■ Source document:
◇ ◇ ◇ ◇

Until the WHO plan is finalized, the TGA says that it will use new trade names alongside the same biologic name as the reference product. For instance, a biosimilar to the reference product Neupogen filgrastim would be named 'tradename' filgrastim. The TGA has been approving biosimilars since 2010.
The shift to follow the WHO comes as last summer the WHO released a new biologic qualifier (BQ) plan that would mean biosimilar names remain unique from their reference products.
Approved by the WHO’s INN (International Nonproprietary Name) Expert Group, the BQ system would use of an alphabetic code assigned at random to a biological active substance manufactured at a specified site. The BQ code, which will consist of four random letters, would not be part of the INN, which would still be selected under the same procedure.
Adoption of the BQ scheme, which is supported by US industry group BIO and USP, would be funded by a single fee from each applicant, and involvement would be decided by an individual country’s regulatory authorities. The system would be used to complement an INN for a biological substance by uniquely identifying directly or indirectly the manufacturer and manufacturing site of the active substance in a biological product.
Originally in July 2013 the TGA published guidance on biosimilar naming based upon the combination of a WHO INN-issued biosimilar identifier with the Australian biological name (ABN). The TGA’s call for a distinctive nonproprietary identifier to be given to each biosimilar aligned the country with Japan, but created a situation in which the same biosimilar could potentially have different names in different markets, which could further add to the confusion around biosimilars.
But when in July 2014 the WHO published its new draft policy, which superseded the previous INN position on which the TGA policy was based, the TGA says it will now undertake a review of its policy.
As far as where industry stands, AbbVie, Genentech and Amgen are calling for new non-proprietary names for biosimilars in the US, while industry group GPhA and Novartis believe biologics and biosimilars should have the same INNs, like in Europe.
A GPhA spokesman told BioPharma-Reporter.com the group’s position has not changed since the WHO’s draft policy was released.
An Amgen spokeswoman, meanwhile, told us the company supports “distinguishable naming conventions for all biologics [that] will help strengthen the accuracy of tracing via post-marketing safety monitoring systems.”
And as far as the WHO, the spokeswoman added: “Amgen supports the overall direction the World Health Organization (WHO) is taking with regard to their proposed international non-proprietary naming (INN) policy for biologic medicines.”

◇ ◇ ◇ ◇

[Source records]
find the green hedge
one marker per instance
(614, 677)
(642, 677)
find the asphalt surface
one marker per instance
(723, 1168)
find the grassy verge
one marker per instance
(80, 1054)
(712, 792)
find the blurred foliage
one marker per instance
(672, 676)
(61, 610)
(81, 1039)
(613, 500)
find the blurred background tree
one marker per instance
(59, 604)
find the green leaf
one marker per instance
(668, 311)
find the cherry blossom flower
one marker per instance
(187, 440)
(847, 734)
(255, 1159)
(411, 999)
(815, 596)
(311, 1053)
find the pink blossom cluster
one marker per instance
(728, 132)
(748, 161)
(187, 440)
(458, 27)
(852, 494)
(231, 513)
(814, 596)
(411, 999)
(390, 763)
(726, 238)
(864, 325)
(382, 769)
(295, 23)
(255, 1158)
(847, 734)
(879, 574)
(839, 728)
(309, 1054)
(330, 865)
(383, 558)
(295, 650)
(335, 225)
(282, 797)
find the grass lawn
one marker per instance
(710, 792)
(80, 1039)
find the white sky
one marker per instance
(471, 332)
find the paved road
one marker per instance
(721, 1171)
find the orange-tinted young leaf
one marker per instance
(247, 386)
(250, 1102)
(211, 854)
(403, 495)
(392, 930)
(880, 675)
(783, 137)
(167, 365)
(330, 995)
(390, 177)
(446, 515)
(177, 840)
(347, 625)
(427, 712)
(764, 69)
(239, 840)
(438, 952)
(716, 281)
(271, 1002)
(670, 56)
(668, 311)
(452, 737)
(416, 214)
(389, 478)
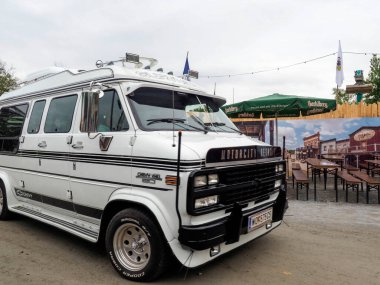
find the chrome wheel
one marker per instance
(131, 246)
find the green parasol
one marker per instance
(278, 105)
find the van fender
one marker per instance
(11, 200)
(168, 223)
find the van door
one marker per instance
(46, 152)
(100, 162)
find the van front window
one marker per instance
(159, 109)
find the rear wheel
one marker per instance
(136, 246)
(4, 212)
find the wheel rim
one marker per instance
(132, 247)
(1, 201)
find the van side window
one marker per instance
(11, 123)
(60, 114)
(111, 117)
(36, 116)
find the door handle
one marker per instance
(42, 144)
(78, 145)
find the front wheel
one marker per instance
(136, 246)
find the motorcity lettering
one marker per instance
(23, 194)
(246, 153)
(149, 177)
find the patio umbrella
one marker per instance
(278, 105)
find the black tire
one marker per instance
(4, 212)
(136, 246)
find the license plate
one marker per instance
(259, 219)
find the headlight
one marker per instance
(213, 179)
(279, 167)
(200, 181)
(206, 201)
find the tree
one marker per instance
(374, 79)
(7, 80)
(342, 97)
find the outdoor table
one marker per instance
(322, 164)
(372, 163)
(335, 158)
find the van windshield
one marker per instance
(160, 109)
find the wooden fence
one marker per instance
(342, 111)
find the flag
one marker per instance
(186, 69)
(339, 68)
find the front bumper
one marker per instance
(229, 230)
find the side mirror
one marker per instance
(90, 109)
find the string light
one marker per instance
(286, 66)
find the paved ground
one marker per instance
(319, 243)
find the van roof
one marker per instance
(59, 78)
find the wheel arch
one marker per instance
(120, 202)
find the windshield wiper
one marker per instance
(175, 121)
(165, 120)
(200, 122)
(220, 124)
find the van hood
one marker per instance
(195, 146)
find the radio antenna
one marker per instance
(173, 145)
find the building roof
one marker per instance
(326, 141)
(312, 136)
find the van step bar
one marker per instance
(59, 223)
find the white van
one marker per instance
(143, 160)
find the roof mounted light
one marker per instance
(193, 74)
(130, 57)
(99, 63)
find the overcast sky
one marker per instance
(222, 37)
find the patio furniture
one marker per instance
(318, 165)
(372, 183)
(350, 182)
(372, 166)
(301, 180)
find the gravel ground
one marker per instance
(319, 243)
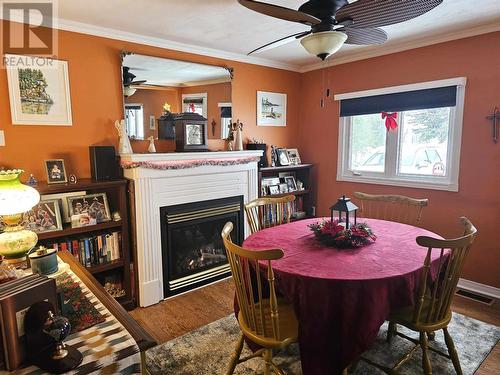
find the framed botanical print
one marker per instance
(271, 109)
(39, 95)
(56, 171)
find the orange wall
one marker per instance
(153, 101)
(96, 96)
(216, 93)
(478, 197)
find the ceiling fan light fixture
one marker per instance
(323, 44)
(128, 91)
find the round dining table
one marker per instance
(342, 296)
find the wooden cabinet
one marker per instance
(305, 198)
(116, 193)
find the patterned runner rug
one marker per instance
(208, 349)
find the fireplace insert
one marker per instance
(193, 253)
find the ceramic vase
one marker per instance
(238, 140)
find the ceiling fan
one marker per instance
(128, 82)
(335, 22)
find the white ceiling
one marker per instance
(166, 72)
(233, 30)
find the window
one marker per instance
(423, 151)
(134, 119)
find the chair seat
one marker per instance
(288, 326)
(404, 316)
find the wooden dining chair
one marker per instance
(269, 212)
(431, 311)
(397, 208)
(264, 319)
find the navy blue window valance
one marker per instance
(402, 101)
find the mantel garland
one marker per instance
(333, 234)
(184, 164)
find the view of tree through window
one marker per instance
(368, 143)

◇ ◇ ◇ ◇

■ Work request: In the article on biosimilar naming, how many letters will the BQ code consist of? The listing has nothing to do with this exercise.

■ Finished exercise: Four random letters.